**Text:**
<<<<

Assumptions

This chapter defines the domain assumptions that govern Pragmastat functions. Unlike parametric assumptions (Normal, LogNormal, Pareto), domain assumptions describe which values are meaningful inputs in the first place.

Domain over parametric — assumptions define valid inputs, not distributional shape
Formal system — each function declares required assumptions; a function is applicable iff all hold
Structured errors — violations report assumption ID and subject, not ad-hoc strings

Implicit Validity Assumption

All functions implicitly require valid samples: non-empty, with finite defined real values (no NaN, +Inf, -Inf). This shared constraint has formal ID validity but is not listed per function.

Hard vs. Weak Assumptions

Hard assumptions (validity, domain, positivity, sparity) are enforced constraints — violating them makes the function inapplicable and triggers a structured error.

Weak assumptions (e.g., weak continuity, weak distribution) are performance expectations — estimators are designed to work well when they hold, but violations are never reported. Weak assumptions are assessed through drift tables and simulation studies, not input validation.

Weak Distribution Assumption

Definition

We assume that real data are often close to common generative families such as $\underline{\operatorname{Additive}}$ , $\underline{\operatorname{Multiplic}}$ , $\underline{\operatorname{Power}}$ , and $\underline{\operatorname{Uniform}}$ . This is not a requirement for validity. It is a pragmatic performance expectation: estimators should work well on these frequent real-world cases.

Why it matters

Pragmastat does not commit to a single main distribution. Instead, it requires robust behavior across the distributions practitioners actually see. This is consistent with procedure-first empiricism: we select estimators by properties and validate them across typical generative families.

Implication

Weak distribution assumptions are not enforced by validation and never produce errors. They are assessed through drift tables, tests, and simulation studies, not by checking inputs.

>>>>

**Problems to solve:**
• A. Name the hard assumptions that the Pragmastat assumptions chapter lists as enforced constraints.
• B. Turn the paragraph of the Pragmastat assumptions chapter that begins "Weak assumptions (e.g., weak continuity" into a short bulleted list that keeps its main facts.
• C. Extend the Pragmastat assumptions chapter with a few sentences that pick up after its final sentence.

**Entries shown:**

<<<<

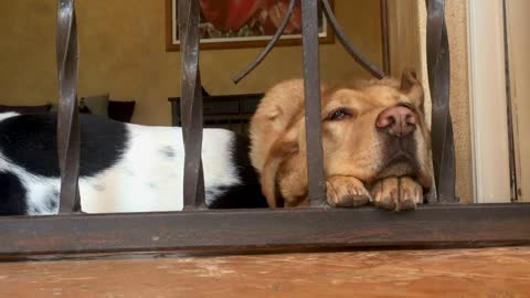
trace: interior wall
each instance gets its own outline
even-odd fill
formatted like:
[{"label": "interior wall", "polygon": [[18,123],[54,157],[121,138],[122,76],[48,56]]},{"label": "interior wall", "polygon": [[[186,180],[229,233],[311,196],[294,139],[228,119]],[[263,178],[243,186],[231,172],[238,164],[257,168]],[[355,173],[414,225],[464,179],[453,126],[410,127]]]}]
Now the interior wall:
[{"label": "interior wall", "polygon": [[516,128],[516,158],[519,200],[530,202],[530,11],[528,0],[508,0],[506,9],[510,92]]},{"label": "interior wall", "polygon": [[[382,65],[380,1],[335,0],[348,36]],[[76,1],[80,97],[109,93],[135,99],[134,123],[170,125],[167,98],[180,94],[180,54],[165,51],[165,1]],[[56,1],[0,1],[0,104],[56,103]],[[276,47],[247,78],[234,85],[262,49],[201,52],[204,87],[213,95],[259,93],[280,79],[301,76],[301,47]],[[321,46],[321,77],[369,77],[338,41]]]}]

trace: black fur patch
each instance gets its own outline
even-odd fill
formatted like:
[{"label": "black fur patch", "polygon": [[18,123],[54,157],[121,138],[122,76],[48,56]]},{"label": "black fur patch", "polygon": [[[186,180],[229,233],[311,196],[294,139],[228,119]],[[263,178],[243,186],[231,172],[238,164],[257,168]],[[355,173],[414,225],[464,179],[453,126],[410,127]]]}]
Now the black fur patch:
[{"label": "black fur patch", "polygon": [[25,189],[19,178],[10,172],[0,173],[0,215],[25,215]]},{"label": "black fur patch", "polygon": [[219,188],[223,194],[213,201],[211,209],[236,209],[236,207],[267,207],[267,200],[262,194],[262,188],[257,173],[252,167],[248,156],[248,137],[235,135],[232,148],[232,161],[236,173],[242,180],[241,185]]},{"label": "black fur patch", "polygon": [[[115,164],[128,140],[123,123],[80,115],[80,174],[95,175]],[[59,177],[56,114],[20,115],[0,121],[0,148],[12,162],[28,171]]]}]

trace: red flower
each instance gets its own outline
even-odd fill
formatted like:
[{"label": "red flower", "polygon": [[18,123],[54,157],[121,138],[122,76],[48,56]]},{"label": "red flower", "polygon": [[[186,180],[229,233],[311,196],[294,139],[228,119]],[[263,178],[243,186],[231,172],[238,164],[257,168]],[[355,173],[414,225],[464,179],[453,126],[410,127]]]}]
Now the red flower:
[{"label": "red flower", "polygon": [[261,8],[264,0],[200,0],[202,13],[215,28],[240,30]]}]

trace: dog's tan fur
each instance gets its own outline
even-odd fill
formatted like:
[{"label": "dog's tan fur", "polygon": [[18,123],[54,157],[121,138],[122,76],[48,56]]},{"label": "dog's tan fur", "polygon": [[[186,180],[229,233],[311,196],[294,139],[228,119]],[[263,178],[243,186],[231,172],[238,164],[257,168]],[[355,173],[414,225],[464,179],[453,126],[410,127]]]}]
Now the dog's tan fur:
[{"label": "dog's tan fur", "polygon": [[[401,84],[392,78],[322,84],[321,93],[328,203],[353,206],[373,199],[377,205],[392,210],[422,203],[423,191],[432,187],[433,179],[423,88],[415,73],[405,71]],[[404,145],[413,157],[410,162],[392,162],[395,146],[375,126],[378,116],[398,104],[410,107],[417,118],[413,140]],[[331,120],[330,115],[339,109],[349,116]],[[252,118],[251,160],[269,206],[307,203],[304,113],[304,83],[292,79],[271,88]]]}]

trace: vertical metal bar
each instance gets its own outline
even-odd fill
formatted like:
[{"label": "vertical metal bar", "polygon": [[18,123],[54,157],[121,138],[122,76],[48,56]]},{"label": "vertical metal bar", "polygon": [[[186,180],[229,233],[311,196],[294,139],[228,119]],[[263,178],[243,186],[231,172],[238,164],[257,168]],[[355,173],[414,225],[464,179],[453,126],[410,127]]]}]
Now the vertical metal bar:
[{"label": "vertical metal bar", "polygon": [[317,0],[301,0],[307,179],[308,199],[312,206],[322,205],[326,195],[320,119],[320,68],[317,20]]},{"label": "vertical metal bar", "polygon": [[182,138],[184,141],[184,206],[205,204],[202,172],[202,93],[199,72],[199,0],[179,0],[179,40],[181,50]]},{"label": "vertical metal bar", "polygon": [[380,0],[381,7],[381,45],[383,49],[383,72],[390,74],[389,2]]},{"label": "vertical metal bar", "polygon": [[77,25],[74,0],[57,1],[57,148],[61,169],[60,213],[81,211],[80,123],[77,111]]},{"label": "vertical metal bar", "polygon": [[502,25],[505,33],[505,77],[506,77],[506,107],[508,114],[508,151],[510,152],[510,191],[511,202],[519,201],[519,185],[517,179],[517,160],[516,160],[516,140],[513,130],[513,102],[511,98],[511,74],[510,74],[510,51],[508,45],[508,23],[506,15],[506,0],[502,0]]},{"label": "vertical metal bar", "polygon": [[455,143],[449,110],[451,61],[445,0],[427,0],[427,66],[433,100],[433,166],[438,202],[456,202]]}]

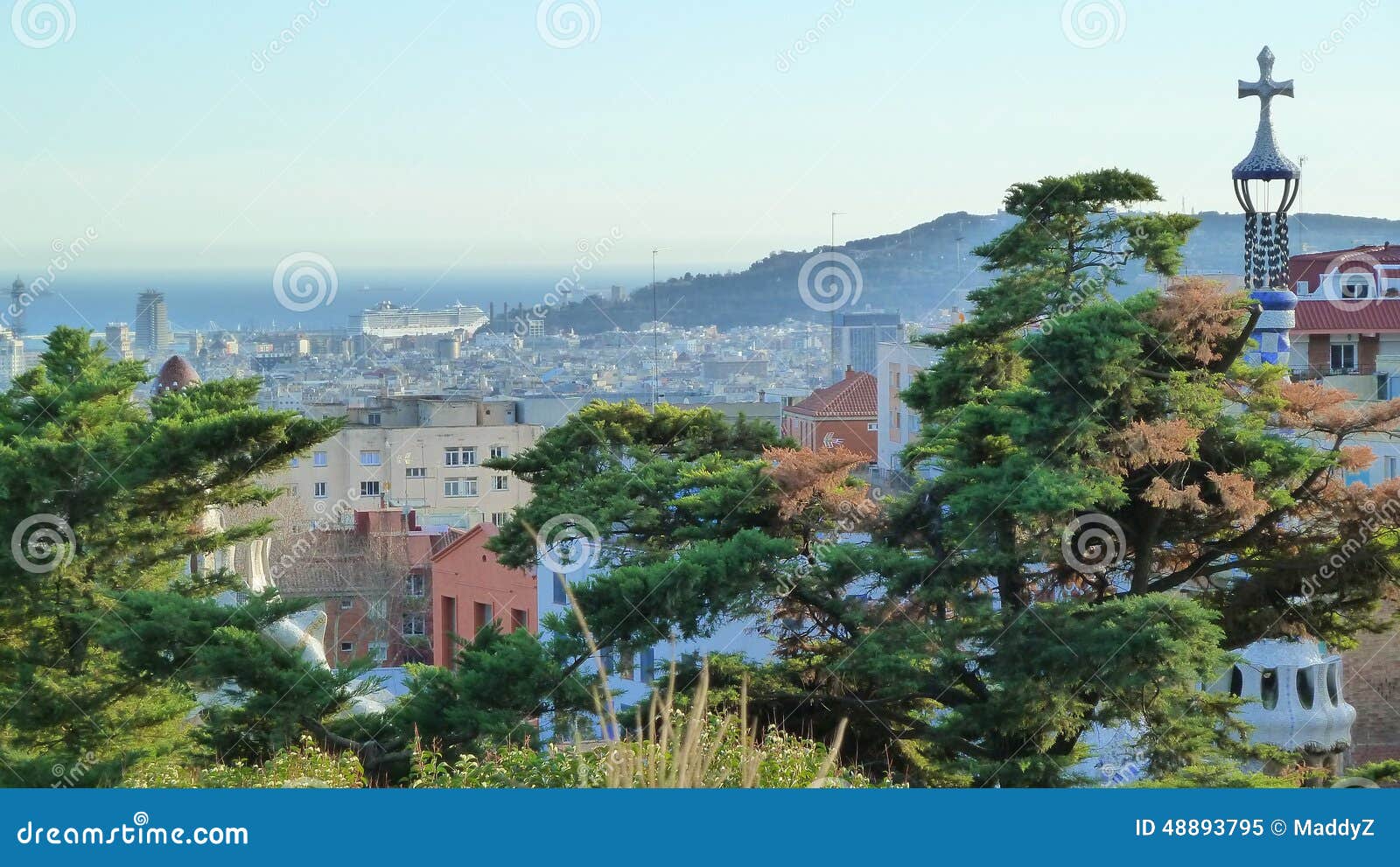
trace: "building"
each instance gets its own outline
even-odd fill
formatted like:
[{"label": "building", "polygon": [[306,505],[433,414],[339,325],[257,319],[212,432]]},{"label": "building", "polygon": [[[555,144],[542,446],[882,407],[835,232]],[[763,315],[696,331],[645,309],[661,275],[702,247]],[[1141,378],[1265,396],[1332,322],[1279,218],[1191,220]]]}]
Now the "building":
[{"label": "building", "polygon": [[420,311],[416,307],[400,307],[392,301],[379,301],[361,314],[350,317],[350,331],[374,338],[423,338],[428,335],[452,335],[465,332],[468,338],[490,322],[480,307],[452,304],[438,311]]},{"label": "building", "polygon": [[1308,378],[1400,367],[1400,247],[1303,254],[1288,265],[1298,305],[1292,368]]},{"label": "building", "polygon": [[700,375],[707,382],[724,382],[735,377],[769,378],[767,359],[703,359]]},{"label": "building", "polygon": [[34,298],[29,297],[24,280],[15,277],[14,283],[10,284],[10,331],[13,331],[17,338],[22,338],[25,335],[24,311],[29,307],[31,301],[34,301]]},{"label": "building", "polygon": [[[1400,396],[1400,245],[1376,244],[1292,256],[1289,287],[1298,297],[1292,345],[1295,380],[1344,388],[1358,401]],[[1347,483],[1400,478],[1400,438],[1354,438],[1375,462]],[[1400,643],[1394,632],[1362,634],[1341,654],[1343,695],[1355,707],[1352,763],[1400,758]]]},{"label": "building", "polygon": [[904,405],[903,392],[920,371],[932,367],[939,352],[932,346],[917,343],[881,343],[879,366],[875,370],[879,402],[879,441],[876,458],[879,487],[893,490],[896,482],[904,478],[900,454],[918,436],[918,413]]},{"label": "building", "polygon": [[136,343],[132,347],[136,357],[160,359],[169,352],[172,340],[165,296],[154,289],[143,291],[136,300]]},{"label": "building", "polygon": [[273,548],[277,588],[321,601],[332,668],[364,657],[389,667],[430,663],[433,535],[412,511],[398,508],[336,517],[349,520],[323,521]]},{"label": "building", "polygon": [[897,312],[868,310],[840,312],[832,318],[832,361],[836,370],[875,373],[879,345],[904,339]]},{"label": "building", "polygon": [[874,375],[847,367],[834,385],[783,408],[783,434],[812,451],[844,447],[869,455],[874,462],[879,455],[876,391]]},{"label": "building", "polygon": [[136,357],[133,347],[136,336],[126,322],[108,322],[105,332],[106,357],[113,361],[129,361]]},{"label": "building", "polygon": [[274,485],[287,486],[307,515],[336,503],[413,508],[426,525],[503,524],[529,500],[529,486],[483,461],[535,444],[538,424],[518,422],[514,401],[399,395],[364,405],[308,403],[311,417],[344,416],[346,426]]},{"label": "building", "polygon": [[24,340],[8,328],[0,328],[0,388],[10,388],[24,368]]},{"label": "building", "polygon": [[501,632],[539,630],[535,571],[501,566],[486,542],[494,524],[437,536],[430,555],[433,664],[452,668],[454,636],[465,640],[496,623]]}]

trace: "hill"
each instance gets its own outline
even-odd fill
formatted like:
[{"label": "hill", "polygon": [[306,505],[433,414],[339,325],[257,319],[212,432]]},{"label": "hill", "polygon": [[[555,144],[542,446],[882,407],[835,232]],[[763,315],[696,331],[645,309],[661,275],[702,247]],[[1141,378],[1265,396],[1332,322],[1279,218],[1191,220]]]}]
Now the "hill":
[{"label": "hill", "polygon": [[[1201,226],[1186,245],[1186,273],[1239,273],[1243,259],[1240,214],[1204,211],[1197,216]],[[1014,221],[1005,213],[958,211],[902,233],[839,247],[837,251],[850,256],[861,275],[860,300],[854,307],[841,310],[869,305],[897,310],[906,318],[916,318],[931,310],[965,304],[967,290],[987,280],[977,256],[969,251],[995,238]],[[1397,220],[1295,214],[1289,220],[1289,228],[1294,252],[1400,242]],[[804,265],[826,249],[774,252],[742,272],[673,277],[657,286],[657,308],[664,321],[685,326],[769,325],[790,317],[825,322],[829,312],[825,308],[813,310],[804,301],[799,276]],[[1138,291],[1155,282],[1149,275],[1131,275],[1123,291]],[[511,317],[515,315],[512,311]],[[546,331],[636,331],[651,318],[651,291],[643,286],[634,289],[620,304],[585,298],[552,310],[546,318]],[[510,329],[504,319],[493,325],[501,331]]]}]

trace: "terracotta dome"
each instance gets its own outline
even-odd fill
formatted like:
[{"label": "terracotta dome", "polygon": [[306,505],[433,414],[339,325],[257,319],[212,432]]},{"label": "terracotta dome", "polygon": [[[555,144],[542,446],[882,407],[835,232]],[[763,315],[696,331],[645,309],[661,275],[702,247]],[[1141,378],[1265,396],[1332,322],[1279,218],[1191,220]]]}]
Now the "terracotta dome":
[{"label": "terracotta dome", "polygon": [[199,374],[195,373],[189,361],[181,356],[171,356],[165,364],[161,364],[161,371],[155,374],[155,394],[182,391],[190,385],[199,385]]}]

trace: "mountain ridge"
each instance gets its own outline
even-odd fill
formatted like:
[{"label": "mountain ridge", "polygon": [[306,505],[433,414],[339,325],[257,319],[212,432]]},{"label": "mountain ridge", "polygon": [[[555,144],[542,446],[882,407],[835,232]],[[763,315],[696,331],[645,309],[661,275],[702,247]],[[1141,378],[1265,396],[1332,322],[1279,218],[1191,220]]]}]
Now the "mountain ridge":
[{"label": "mountain ridge", "polygon": [[[1184,248],[1183,273],[1238,275],[1243,265],[1243,214],[1201,211],[1201,224]],[[846,284],[847,298],[840,310],[897,310],[906,319],[932,310],[966,304],[966,293],[986,284],[988,272],[970,251],[991,241],[1014,226],[1005,211],[973,214],[951,211],[899,233],[860,238],[836,248],[836,266],[848,256],[860,270],[860,293],[854,303],[855,283]],[[1400,242],[1400,220],[1351,217],[1345,214],[1299,213],[1289,216],[1294,252],[1347,249],[1364,244]],[[657,284],[657,311],[664,322],[678,326],[771,325],[787,318],[829,321],[822,305],[832,301],[808,291],[816,304],[808,304],[801,291],[804,266],[813,256],[827,254],[808,268],[813,273],[830,263],[826,245],[806,251],[776,251],[739,272],[672,277]],[[847,269],[848,270],[848,269]],[[1128,272],[1121,294],[1131,294],[1156,283],[1152,275]],[[493,329],[508,331],[518,317],[531,318],[528,310],[514,310],[493,322]],[[637,331],[652,319],[650,284],[630,291],[620,304],[584,298],[545,312],[547,332],[571,329],[599,333]],[[519,329],[517,329],[519,331]]]}]

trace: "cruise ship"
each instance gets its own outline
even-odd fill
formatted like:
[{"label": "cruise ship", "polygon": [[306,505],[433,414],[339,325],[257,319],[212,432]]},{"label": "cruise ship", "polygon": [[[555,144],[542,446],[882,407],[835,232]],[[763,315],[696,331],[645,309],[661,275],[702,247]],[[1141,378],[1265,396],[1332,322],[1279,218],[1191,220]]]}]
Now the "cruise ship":
[{"label": "cruise ship", "polygon": [[487,322],[490,322],[490,317],[486,315],[486,311],[461,301],[434,311],[379,301],[364,312],[351,315],[350,331],[377,338],[420,338],[451,335],[459,331],[472,336]]}]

>>>>

**In response:**
• A. validity, domain, positivity, sparity

• B.
- Examples: weak continuity, weak distribution
- They are performance expectations: estimators are designed to work well when they hold.
- Violations are never reported.
- They are assessed through drift tables and simulation studies, not input validation.

• C.
Positivity Assumption

Definition

All values must be strictly positive: $x_i > 0$ for every element.

Why positivity is fundamental

Most physical measurements are positive by construction: time, duration, length, mass, energy, concentration, price, latency. Even zero is rarely a physical reality; processes do not occur instantly. Zero and negative values are mathematical constructs used for convenience, not typical states of the physical world.

This makes positivity a pragmatic assumption: it reflects how real measurements are produced. When zero or negative values appear in a positive-only domain, they usually indicate measurement error, recording error, or preprocessing artifacts.

Asymmetry of extremes

Positivity implies a hard left boundary at zero, so extremes are typically right-tailed. This asymmetry is structural, not a violation. It motivates ratio-based and log-space estimators that respect multiplicative scales.

Workflow guidance

Strictly negative data — multiply by $-1$ , then apply positivity-based tools.
Mixed signs — use sign-agnostic estimators such as $\operatorname{Shift}$ , $\operatorname{Center}$ , $\operatorname{Spread}$ .

Functions requiring positivity

Ratio(x, y) — both samples must be strictly positive.
RatioBounds(x, y, misrate) — both samples must be strictly positive.

Weak Continuity Assumption

Definition

The data-generating process is assumed to be continuous, meaning the probability of exact ties is zero in the underlying distribution.

In practice, ties occur because of measurement resolution and finite precision in computer arithmetic. Pragmastat treats ties as artifacts of rounding, not as meaningful properties of the data.

Design implication

Pragmastat does not introduce special tie-correction hacks. All estimators handle ties naturally without adjustment. This is pragmatic: device limitations belong in data cleaning, not in the estimator definition.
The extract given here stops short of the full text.